* **Task to complete**
Give the entries again exactly, every one of them.

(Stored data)
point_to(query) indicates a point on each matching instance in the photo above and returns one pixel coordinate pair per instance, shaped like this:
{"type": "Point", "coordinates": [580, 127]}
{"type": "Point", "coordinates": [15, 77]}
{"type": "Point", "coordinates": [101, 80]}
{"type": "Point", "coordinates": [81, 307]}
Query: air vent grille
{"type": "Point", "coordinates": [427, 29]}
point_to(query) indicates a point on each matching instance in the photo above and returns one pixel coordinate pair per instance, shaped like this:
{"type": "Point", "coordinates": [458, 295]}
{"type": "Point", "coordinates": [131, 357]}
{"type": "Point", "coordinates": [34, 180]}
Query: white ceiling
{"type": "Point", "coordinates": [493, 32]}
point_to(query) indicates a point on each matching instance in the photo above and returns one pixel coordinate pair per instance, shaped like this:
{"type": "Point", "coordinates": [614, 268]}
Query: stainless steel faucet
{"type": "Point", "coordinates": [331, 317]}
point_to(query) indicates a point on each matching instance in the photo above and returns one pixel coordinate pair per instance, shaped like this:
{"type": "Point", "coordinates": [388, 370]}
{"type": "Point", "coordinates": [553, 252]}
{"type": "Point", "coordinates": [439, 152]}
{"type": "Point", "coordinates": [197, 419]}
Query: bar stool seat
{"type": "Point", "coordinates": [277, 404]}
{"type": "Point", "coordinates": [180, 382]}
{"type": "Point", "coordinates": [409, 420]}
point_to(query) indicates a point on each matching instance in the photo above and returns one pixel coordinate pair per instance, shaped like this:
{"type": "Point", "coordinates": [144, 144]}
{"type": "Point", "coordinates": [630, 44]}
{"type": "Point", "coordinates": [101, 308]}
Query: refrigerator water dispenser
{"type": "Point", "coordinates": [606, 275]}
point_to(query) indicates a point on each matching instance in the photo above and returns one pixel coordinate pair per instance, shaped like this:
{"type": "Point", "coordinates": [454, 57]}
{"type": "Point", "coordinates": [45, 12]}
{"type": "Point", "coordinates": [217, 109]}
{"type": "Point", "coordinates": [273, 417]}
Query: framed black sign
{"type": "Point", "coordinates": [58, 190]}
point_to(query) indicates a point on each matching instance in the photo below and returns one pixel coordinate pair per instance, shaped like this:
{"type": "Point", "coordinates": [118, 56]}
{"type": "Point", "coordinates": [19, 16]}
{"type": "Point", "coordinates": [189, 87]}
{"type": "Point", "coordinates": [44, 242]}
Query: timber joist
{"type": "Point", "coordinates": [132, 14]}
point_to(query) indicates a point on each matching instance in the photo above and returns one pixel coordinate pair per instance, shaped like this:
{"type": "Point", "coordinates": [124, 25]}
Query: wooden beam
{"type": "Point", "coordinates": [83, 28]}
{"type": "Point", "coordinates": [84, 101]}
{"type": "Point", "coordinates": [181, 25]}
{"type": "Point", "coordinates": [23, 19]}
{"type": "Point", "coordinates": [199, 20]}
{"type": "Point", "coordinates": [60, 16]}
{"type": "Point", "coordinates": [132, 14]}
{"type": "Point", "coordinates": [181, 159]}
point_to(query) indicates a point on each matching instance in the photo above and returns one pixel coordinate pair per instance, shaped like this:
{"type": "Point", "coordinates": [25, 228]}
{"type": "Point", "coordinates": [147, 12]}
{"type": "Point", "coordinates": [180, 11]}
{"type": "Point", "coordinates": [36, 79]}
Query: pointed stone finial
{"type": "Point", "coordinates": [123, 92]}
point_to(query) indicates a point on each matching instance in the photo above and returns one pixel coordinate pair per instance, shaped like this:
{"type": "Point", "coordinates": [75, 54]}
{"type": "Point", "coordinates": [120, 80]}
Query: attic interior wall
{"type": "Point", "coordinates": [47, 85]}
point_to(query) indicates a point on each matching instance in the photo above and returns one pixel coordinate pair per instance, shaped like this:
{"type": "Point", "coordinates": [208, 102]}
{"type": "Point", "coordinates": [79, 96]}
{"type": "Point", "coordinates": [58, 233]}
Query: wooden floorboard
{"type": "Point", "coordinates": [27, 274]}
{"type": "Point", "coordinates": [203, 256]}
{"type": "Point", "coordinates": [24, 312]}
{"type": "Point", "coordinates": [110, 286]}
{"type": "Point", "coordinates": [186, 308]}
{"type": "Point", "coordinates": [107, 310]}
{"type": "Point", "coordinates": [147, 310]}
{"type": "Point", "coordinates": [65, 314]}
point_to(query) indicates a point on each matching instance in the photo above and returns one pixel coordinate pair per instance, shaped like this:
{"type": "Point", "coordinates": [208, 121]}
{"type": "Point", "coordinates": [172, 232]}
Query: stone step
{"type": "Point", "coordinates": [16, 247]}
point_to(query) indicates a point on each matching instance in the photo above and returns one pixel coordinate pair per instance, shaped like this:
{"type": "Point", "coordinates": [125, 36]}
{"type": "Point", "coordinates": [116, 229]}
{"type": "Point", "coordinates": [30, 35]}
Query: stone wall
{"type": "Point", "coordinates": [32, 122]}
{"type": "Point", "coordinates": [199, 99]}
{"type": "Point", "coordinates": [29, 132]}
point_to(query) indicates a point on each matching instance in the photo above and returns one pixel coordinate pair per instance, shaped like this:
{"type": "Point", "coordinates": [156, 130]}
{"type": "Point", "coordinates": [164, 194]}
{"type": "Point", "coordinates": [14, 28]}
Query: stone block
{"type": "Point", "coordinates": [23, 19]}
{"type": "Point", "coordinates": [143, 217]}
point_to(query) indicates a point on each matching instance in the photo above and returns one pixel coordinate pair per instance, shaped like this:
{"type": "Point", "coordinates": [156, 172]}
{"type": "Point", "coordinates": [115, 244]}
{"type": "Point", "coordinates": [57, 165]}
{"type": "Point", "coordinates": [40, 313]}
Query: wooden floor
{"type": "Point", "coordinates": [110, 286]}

* **Final answer**
point_to(query) indicates a point on each matching instance in the photo above and returns one pixel coordinate pair per instance, shaped like this:
{"type": "Point", "coordinates": [580, 127]}
{"type": "Point", "coordinates": [15, 77]}
{"type": "Point", "coordinates": [101, 80]}
{"type": "Point", "coordinates": [81, 307]}
Query: air vent grille
{"type": "Point", "coordinates": [427, 29]}
point_to(query) indicates a point on each matching instance in the photo above and returns one pixel coordinate pair per instance, shaped like this:
{"type": "Point", "coordinates": [458, 295]}
{"type": "Point", "coordinates": [131, 357]}
{"type": "Point", "coordinates": [34, 180]}
Query: white ceiling
{"type": "Point", "coordinates": [493, 32]}
point_to(query) indicates a point on each matching instance in the photo above and returns one pixel coordinate pair per instance, shaped like this:
{"type": "Point", "coordinates": [614, 268]}
Query: stainless steel faucet
{"type": "Point", "coordinates": [331, 317]}
point_to(query) indicates a point on each matching instance in the photo above and returns one pixel coordinate pair per instance, shaped like this:
{"type": "Point", "coordinates": [388, 370]}
{"type": "Point", "coordinates": [553, 252]}
{"type": "Point", "coordinates": [439, 152]}
{"type": "Point", "coordinates": [197, 419]}
Query: bar stool seat
{"type": "Point", "coordinates": [277, 404]}
{"type": "Point", "coordinates": [180, 382]}
{"type": "Point", "coordinates": [409, 420]}
point_to(query) indicates a point on each matching instance in the photo above and returns one pixel coordinate pair per instance, shaped like this:
{"type": "Point", "coordinates": [144, 144]}
{"type": "Point", "coordinates": [630, 44]}
{"type": "Point", "coordinates": [101, 308]}
Query: refrigerator water dispenser
{"type": "Point", "coordinates": [606, 275]}
point_to(query) indicates a point on each matching instance in the photo above and returns one pixel coordinate pair per instance, shaped like this:
{"type": "Point", "coordinates": [454, 57]}
{"type": "Point", "coordinates": [45, 12]}
{"type": "Point", "coordinates": [217, 109]}
{"type": "Point", "coordinates": [273, 417]}
Query: framed black sign
{"type": "Point", "coordinates": [58, 190]}
point_to(query) indicates a point on each matching instance in the photo below and returns one pixel coordinate pair per instance, shaped like this:
{"type": "Point", "coordinates": [118, 56]}
{"type": "Point", "coordinates": [19, 16]}
{"type": "Point", "coordinates": [189, 87]}
{"type": "Point", "coordinates": [44, 242]}
Query: timber joist
{"type": "Point", "coordinates": [132, 14]}
point_to(query) indicates a point on each matching instance in the photo above and returns one pixel coordinate pair per instance, shaped like this:
{"type": "Point", "coordinates": [124, 25]}
Query: wooden beam
{"type": "Point", "coordinates": [83, 28]}
{"type": "Point", "coordinates": [84, 101]}
{"type": "Point", "coordinates": [181, 25]}
{"type": "Point", "coordinates": [23, 19]}
{"type": "Point", "coordinates": [199, 20]}
{"type": "Point", "coordinates": [60, 16]}
{"type": "Point", "coordinates": [132, 14]}
{"type": "Point", "coordinates": [181, 159]}
point_to(query) indicates a point on each matching instance in the photo above and returns one pixel coordinate pair per instance, shaped like this:
{"type": "Point", "coordinates": [25, 228]}
{"type": "Point", "coordinates": [147, 12]}
{"type": "Point", "coordinates": [180, 11]}
{"type": "Point", "coordinates": [36, 79]}
Query: pointed stone finial
{"type": "Point", "coordinates": [123, 92]}
point_to(query) indicates a point on each matching instance in the photo above and returns one pixel coordinate pair per instance, shaped like this:
{"type": "Point", "coordinates": [75, 54]}
{"type": "Point", "coordinates": [120, 80]}
Query: attic interior wall
{"type": "Point", "coordinates": [47, 85]}
point_to(query) indicates a point on each matching instance in the photo above and returns one pixel coordinate pair per instance, shaped like this:
{"type": "Point", "coordinates": [208, 102]}
{"type": "Point", "coordinates": [79, 96]}
{"type": "Point", "coordinates": [58, 233]}
Query: wooden floorboard
{"type": "Point", "coordinates": [27, 274]}
{"type": "Point", "coordinates": [203, 256]}
{"type": "Point", "coordinates": [24, 312]}
{"type": "Point", "coordinates": [110, 286]}
{"type": "Point", "coordinates": [186, 308]}
{"type": "Point", "coordinates": [107, 310]}
{"type": "Point", "coordinates": [147, 310]}
{"type": "Point", "coordinates": [65, 314]}
point_to(query) indicates a point on each matching instance in the photo above and returns one pixel coordinate pair per instance, shaped like this:
{"type": "Point", "coordinates": [208, 121]}
{"type": "Point", "coordinates": [172, 232]}
Query: stone step
{"type": "Point", "coordinates": [16, 247]}
point_to(query) indicates a point on each matching instance in the photo above and returns one pixel coordinate pair per instance, shaped like this:
{"type": "Point", "coordinates": [125, 36]}
{"type": "Point", "coordinates": [116, 229]}
{"type": "Point", "coordinates": [30, 35]}
Query: stone wall
{"type": "Point", "coordinates": [32, 122]}
{"type": "Point", "coordinates": [199, 99]}
{"type": "Point", "coordinates": [29, 132]}
point_to(query) indicates a point on each matching instance in the photo above and returns one pixel coordinate pair per instance, shaped like this:
{"type": "Point", "coordinates": [156, 130]}
{"type": "Point", "coordinates": [164, 194]}
{"type": "Point", "coordinates": [14, 28]}
Query: stone block
{"type": "Point", "coordinates": [23, 19]}
{"type": "Point", "coordinates": [143, 217]}
point_to(query) indicates a point on each matching instance in the photo above and returns one pixel coordinate pair per instance, shaped like this:
{"type": "Point", "coordinates": [156, 172]}
{"type": "Point", "coordinates": [115, 244]}
{"type": "Point", "coordinates": [57, 165]}
{"type": "Point", "coordinates": [40, 313]}
Query: wooden floor
{"type": "Point", "coordinates": [110, 286]}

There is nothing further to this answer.